WORK TO BE COMPLETED:
After finding the line that contains "of the sunlit", give again that line and each one following it, exactly, until the records end.

Natural language region descriptions:
:::::
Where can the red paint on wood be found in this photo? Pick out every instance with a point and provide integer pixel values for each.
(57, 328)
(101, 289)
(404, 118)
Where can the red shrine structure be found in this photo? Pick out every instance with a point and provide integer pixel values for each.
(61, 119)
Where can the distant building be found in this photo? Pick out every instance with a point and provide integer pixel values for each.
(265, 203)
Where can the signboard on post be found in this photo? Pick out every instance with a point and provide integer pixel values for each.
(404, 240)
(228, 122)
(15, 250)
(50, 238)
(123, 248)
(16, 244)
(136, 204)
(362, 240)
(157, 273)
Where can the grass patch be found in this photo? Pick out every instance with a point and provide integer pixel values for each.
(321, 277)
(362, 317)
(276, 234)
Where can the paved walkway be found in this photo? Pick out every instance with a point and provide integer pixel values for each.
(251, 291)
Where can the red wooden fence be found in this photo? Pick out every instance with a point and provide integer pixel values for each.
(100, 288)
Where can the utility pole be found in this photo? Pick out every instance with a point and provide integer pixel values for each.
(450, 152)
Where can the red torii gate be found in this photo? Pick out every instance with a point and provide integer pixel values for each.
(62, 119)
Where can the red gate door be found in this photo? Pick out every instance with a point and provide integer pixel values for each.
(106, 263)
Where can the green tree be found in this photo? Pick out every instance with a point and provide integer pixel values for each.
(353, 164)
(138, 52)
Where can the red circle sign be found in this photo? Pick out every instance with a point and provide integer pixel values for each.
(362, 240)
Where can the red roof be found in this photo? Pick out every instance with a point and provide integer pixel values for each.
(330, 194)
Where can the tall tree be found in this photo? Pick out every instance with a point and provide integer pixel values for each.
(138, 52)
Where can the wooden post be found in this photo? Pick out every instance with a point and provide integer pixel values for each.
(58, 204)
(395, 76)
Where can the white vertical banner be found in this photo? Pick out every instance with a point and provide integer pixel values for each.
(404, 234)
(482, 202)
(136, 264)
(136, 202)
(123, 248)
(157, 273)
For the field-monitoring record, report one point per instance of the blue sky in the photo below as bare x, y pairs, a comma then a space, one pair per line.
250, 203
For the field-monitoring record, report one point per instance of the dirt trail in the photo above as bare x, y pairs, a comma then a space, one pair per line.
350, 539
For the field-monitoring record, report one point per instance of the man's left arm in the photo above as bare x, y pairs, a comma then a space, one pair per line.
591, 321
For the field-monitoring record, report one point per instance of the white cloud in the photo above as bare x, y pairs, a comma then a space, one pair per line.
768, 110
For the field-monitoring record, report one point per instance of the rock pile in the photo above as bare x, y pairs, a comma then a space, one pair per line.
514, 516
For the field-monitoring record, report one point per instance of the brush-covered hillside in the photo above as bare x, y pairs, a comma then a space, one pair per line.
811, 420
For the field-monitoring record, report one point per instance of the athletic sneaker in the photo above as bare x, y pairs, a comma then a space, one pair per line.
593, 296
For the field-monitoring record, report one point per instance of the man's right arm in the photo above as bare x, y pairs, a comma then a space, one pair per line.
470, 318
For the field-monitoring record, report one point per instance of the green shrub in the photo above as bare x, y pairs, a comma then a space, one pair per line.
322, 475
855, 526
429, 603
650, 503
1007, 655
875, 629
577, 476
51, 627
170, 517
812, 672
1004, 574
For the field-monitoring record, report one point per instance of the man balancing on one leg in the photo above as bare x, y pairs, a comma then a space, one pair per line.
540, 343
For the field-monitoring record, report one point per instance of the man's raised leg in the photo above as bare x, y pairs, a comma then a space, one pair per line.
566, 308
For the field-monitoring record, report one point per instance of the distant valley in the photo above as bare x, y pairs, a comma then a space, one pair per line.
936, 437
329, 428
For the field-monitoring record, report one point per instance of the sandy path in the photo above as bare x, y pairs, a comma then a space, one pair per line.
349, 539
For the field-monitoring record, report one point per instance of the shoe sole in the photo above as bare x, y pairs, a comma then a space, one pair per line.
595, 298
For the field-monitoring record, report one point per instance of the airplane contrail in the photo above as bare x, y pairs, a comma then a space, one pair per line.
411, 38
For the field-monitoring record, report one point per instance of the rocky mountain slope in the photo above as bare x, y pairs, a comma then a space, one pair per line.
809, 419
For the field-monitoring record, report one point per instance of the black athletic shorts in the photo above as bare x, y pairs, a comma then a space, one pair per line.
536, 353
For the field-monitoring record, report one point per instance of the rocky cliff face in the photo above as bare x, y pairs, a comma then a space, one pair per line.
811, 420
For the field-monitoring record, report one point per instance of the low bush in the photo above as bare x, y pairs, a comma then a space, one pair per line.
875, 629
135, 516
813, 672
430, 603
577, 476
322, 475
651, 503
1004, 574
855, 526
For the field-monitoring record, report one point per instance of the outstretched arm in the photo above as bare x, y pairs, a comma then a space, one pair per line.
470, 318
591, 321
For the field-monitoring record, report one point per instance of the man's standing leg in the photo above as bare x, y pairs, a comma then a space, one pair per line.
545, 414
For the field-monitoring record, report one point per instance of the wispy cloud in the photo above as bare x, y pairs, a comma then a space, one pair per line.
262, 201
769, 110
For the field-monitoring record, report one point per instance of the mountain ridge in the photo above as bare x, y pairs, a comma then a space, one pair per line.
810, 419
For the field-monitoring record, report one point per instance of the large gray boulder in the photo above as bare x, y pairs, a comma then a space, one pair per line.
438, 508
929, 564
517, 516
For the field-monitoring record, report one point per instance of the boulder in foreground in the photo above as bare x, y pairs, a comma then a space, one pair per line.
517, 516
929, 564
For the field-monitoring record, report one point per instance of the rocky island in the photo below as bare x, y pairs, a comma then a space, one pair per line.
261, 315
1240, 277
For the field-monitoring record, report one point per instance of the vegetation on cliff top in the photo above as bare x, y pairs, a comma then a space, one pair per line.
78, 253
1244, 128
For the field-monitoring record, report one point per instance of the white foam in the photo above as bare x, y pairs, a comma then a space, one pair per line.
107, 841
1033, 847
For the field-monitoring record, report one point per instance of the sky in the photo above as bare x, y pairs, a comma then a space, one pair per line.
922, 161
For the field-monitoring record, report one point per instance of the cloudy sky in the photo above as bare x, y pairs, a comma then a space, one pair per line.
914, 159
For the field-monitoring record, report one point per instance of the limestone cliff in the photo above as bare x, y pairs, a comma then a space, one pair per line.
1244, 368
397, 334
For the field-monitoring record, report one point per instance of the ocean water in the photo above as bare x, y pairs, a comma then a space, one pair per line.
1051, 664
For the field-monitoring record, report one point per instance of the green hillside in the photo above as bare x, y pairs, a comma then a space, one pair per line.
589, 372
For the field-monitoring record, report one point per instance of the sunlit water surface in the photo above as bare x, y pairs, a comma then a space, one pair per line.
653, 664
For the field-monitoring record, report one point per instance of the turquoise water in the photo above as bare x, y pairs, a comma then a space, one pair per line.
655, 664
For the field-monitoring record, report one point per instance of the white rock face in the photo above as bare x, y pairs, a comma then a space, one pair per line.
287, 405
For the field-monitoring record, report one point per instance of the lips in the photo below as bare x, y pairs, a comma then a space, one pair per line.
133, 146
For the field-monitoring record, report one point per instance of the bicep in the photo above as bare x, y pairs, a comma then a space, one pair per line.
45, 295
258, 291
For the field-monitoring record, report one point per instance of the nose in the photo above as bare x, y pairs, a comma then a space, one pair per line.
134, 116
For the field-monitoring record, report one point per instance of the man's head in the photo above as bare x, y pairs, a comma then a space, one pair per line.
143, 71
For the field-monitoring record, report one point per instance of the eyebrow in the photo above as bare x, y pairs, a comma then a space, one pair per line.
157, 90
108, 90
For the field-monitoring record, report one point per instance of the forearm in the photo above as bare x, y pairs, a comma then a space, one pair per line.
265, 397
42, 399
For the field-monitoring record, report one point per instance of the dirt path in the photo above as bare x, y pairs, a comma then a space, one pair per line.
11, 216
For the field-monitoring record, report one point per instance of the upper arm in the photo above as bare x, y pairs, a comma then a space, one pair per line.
:::::
OUTPUT FOR THIS EXERCISE:
For the field-monitoring record, report one point per instance of the sunlit water surface in the photo above as bare x, y pairs, a comma then a space, one pair per line.
653, 664
For the field-monitoring record, report one point per instance of the turquoise water in the photo above as bare x, y pairs, a comma then a space, one pair per line.
655, 664
For the field-monitoring record, report one point per instance of the white rock face in the photo above as bare x, y pairs, a comma then a space, one pair per line.
287, 405
For the field-monitoring record, report one point per instance of the lips in the photo below as bare x, y pairs, a comma then a space, one pair per line.
133, 146
For the field-monitoring record, report one point per instance of the bicep in the photo above as bare x, y pairs, a comma then a space, one pair per line.
45, 295
258, 291
For the field-monitoring record, report one point per instance of the nose in the photo above as bare x, y pairs, a comma then a space, one pair per line.
134, 116
For the field-monitoring record, report one point per instance of the man's head in the photo above as bare x, y pairs, a comma then a space, one pair per line.
143, 71
For the field-monitoring record, report one point per instance of the eyebrow in the photo above as bare x, y pairs, a comma then a space, one pair per line.
157, 90
108, 90
For the field-monitoring record, report one point per instance of the forearm in the photo above as bare x, y pairs, a comma then a space, one pair per line.
265, 397
42, 399
For the field-monitoring record, report one point per instance of the dirt path in the photo above as bare x, y pairs, a comma then a space, one pair per line.
11, 216
For the field-monitoring record, report one point per instance of the upper arm in the photo above as bare x, y pairs, a comma then a space, one pair per line.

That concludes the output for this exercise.